DATA EXTRACT:
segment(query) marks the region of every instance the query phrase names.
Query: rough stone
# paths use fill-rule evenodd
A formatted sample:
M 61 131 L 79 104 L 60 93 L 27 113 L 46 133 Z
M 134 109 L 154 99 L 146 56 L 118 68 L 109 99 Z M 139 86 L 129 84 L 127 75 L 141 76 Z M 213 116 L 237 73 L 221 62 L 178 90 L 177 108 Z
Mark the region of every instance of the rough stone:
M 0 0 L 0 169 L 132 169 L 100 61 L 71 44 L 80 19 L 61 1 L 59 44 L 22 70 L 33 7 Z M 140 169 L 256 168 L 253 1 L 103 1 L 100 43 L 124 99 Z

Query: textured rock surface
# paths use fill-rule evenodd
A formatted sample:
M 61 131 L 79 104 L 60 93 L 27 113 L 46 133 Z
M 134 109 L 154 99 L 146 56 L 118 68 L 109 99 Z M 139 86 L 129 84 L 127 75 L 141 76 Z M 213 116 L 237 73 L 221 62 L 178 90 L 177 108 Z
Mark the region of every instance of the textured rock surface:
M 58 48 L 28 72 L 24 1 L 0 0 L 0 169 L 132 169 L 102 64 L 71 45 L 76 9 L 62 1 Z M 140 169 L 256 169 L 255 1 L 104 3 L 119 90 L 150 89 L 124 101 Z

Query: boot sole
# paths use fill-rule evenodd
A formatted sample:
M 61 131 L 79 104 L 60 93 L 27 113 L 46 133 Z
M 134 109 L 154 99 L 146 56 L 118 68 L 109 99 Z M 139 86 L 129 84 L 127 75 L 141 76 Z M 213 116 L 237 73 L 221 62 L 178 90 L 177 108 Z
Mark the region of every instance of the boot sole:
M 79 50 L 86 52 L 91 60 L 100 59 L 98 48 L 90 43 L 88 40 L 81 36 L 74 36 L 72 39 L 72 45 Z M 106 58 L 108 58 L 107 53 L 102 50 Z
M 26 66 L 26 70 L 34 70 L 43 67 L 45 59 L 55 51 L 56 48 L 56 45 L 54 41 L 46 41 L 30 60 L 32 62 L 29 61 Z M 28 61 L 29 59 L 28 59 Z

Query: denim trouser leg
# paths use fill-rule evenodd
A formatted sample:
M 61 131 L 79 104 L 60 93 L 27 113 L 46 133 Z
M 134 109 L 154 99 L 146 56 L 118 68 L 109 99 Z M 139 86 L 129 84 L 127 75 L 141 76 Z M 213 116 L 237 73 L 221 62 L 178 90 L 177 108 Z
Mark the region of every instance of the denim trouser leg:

AIM: Gather all lines of the records that contain the word "every", and copy each one in full.

PROBLEM SOLUTION:
segment(query) marks the region of every instance the query phrase names.
Mark the region of every instance of the rough stone:
Mark the region of every instance of the textured rock surface:
Mark the region of every instance of the boot sole:
Mark the region of every instance of the denim trouser leg:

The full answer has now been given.